From the records that follow, copy every line in which "dark" appears.
##########
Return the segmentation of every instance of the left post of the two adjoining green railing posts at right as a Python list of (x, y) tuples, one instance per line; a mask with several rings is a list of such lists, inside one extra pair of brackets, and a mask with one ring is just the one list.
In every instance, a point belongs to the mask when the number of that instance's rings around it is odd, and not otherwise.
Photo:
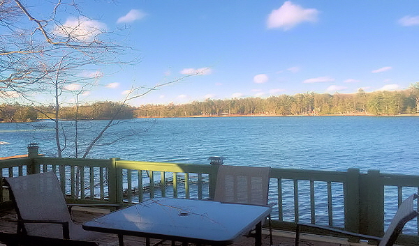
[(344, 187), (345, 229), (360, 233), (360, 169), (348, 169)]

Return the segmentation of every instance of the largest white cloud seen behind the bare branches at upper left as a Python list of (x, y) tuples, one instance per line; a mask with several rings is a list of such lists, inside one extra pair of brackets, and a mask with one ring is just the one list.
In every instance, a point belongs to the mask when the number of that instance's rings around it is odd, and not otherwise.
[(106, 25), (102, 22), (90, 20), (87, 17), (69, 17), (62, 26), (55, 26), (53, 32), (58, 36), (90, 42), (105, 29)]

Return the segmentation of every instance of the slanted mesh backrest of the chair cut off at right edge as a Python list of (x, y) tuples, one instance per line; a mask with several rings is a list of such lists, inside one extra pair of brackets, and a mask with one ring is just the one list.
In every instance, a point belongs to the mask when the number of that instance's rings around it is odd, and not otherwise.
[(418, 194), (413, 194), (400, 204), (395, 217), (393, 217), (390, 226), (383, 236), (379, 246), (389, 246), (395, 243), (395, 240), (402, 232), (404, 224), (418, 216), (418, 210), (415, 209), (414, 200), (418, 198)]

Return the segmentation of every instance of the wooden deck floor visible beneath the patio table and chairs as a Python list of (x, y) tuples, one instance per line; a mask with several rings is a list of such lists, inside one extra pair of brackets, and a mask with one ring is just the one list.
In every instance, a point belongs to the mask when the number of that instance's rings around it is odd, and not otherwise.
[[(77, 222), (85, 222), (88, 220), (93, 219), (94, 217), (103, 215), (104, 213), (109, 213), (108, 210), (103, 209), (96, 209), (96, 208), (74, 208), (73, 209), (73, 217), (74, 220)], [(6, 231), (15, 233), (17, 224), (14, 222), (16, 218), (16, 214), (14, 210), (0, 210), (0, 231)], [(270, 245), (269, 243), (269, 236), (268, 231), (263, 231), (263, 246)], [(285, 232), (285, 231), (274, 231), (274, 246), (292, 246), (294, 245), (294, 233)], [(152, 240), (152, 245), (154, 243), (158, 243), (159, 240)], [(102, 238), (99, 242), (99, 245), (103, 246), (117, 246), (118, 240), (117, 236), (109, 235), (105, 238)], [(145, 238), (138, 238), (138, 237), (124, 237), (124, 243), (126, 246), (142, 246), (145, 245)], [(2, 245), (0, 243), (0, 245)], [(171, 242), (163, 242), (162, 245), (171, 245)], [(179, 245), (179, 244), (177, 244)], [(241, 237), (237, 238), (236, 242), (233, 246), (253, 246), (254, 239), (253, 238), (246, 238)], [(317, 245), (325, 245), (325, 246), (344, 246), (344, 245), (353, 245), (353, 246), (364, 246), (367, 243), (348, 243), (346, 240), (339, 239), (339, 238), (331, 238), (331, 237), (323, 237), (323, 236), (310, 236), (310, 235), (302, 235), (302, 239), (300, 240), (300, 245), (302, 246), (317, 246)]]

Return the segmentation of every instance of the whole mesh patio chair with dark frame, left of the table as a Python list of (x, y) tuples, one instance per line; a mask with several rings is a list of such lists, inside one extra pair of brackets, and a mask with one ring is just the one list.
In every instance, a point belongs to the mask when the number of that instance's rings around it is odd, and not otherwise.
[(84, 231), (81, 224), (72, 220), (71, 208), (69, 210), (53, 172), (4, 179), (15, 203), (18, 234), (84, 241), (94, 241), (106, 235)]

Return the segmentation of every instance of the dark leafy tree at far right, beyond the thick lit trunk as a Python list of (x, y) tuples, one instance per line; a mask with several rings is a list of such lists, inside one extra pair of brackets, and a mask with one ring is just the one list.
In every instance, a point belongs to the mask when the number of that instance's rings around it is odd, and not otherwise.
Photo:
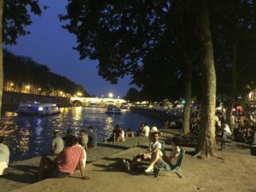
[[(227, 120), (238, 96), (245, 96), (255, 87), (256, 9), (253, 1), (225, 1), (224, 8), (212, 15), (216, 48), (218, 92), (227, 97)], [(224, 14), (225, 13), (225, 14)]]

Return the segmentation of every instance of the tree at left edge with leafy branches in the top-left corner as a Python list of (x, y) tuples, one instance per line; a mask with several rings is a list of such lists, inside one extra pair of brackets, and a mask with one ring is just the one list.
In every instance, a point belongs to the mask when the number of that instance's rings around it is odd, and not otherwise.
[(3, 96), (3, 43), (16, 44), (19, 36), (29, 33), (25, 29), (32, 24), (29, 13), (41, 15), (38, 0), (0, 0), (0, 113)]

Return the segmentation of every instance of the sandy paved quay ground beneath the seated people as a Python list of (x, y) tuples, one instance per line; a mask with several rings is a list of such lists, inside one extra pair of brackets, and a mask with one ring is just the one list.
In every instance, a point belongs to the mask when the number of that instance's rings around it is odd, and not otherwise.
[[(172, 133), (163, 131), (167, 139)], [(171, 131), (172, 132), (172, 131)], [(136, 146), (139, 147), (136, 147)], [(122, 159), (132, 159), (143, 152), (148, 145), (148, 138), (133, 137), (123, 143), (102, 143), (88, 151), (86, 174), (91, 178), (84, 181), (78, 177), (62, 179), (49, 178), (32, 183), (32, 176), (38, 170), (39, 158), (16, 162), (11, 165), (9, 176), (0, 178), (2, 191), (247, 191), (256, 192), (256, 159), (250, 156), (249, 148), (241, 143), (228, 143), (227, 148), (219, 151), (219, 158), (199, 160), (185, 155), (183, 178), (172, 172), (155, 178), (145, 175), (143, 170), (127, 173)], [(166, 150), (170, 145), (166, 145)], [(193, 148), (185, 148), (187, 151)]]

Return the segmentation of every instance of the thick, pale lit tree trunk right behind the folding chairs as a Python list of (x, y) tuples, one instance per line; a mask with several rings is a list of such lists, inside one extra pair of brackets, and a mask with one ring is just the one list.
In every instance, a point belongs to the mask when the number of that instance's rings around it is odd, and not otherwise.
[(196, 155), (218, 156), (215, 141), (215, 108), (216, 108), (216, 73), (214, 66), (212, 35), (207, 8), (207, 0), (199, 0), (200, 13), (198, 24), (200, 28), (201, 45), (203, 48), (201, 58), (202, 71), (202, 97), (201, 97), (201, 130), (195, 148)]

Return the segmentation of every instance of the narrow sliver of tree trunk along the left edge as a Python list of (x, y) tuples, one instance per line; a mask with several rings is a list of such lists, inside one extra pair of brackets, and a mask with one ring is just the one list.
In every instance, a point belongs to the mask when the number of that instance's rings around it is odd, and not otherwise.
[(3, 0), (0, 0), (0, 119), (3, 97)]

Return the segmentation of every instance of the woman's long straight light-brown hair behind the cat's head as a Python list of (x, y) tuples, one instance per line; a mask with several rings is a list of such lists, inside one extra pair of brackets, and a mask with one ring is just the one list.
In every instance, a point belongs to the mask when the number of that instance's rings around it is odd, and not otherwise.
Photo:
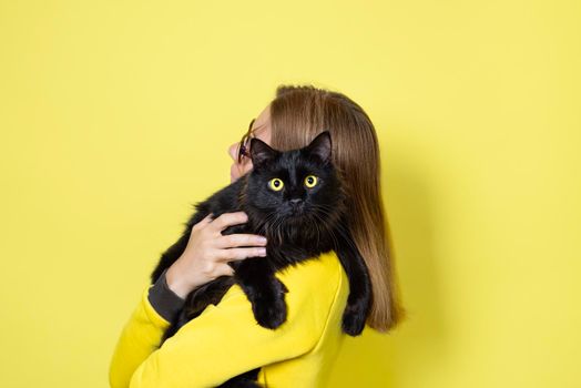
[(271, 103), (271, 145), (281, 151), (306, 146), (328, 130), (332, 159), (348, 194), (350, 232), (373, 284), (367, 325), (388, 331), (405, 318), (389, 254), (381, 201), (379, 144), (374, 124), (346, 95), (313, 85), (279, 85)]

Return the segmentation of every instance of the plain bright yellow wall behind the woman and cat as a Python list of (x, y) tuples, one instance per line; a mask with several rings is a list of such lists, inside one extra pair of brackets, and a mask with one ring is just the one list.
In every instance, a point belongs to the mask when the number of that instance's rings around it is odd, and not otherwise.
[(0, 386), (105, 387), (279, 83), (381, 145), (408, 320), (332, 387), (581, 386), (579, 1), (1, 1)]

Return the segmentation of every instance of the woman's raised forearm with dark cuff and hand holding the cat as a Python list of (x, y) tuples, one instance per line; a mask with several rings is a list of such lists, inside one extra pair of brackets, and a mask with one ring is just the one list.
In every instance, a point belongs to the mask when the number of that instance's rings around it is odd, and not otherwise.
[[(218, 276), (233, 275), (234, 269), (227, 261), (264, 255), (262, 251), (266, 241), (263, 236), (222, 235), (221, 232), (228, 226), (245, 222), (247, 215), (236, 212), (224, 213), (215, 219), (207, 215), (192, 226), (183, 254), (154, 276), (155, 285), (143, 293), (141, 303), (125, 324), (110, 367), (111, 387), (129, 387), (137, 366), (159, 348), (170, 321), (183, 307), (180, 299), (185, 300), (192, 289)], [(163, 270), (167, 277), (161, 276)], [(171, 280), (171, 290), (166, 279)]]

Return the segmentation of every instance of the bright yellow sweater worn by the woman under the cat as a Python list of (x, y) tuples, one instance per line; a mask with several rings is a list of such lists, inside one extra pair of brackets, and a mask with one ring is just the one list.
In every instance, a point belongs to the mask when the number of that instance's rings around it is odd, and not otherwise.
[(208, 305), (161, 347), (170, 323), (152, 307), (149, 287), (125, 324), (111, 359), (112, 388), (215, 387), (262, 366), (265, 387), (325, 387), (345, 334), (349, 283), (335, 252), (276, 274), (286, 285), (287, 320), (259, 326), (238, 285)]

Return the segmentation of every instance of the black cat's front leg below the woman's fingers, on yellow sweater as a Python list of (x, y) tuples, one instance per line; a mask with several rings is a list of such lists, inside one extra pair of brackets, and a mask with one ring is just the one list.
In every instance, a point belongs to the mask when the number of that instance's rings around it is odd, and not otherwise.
##########
» **REPLY TO THE EXERCISE**:
Return the segmentation of every instance of the whole mesh patio chair with dark frame, left of the table as a Python list of (x, y) tuples, one instance per line; a mask with several rings is a list of such lists, inside one extra pair of brackets, and a mask with one ring is just the one list.
Return the segmentation of every instance of the dark leafy tree at far right, beyond the thick lit trunk as a Python list of (x, y) tuples, one instance per line; a mask with several rings is a list of such lists, inside one extra pair of brackets, and a mask with one ring is just the one list.
Return the segmentation of every instance of the woman's raised forearm with dark cuff and hand holding the cat as a Python list of (x, y) tuples, one instance per line; a mask with several rings is a list of such lists, inside one extra pair of brackets, and a mask with one ring is just the one list.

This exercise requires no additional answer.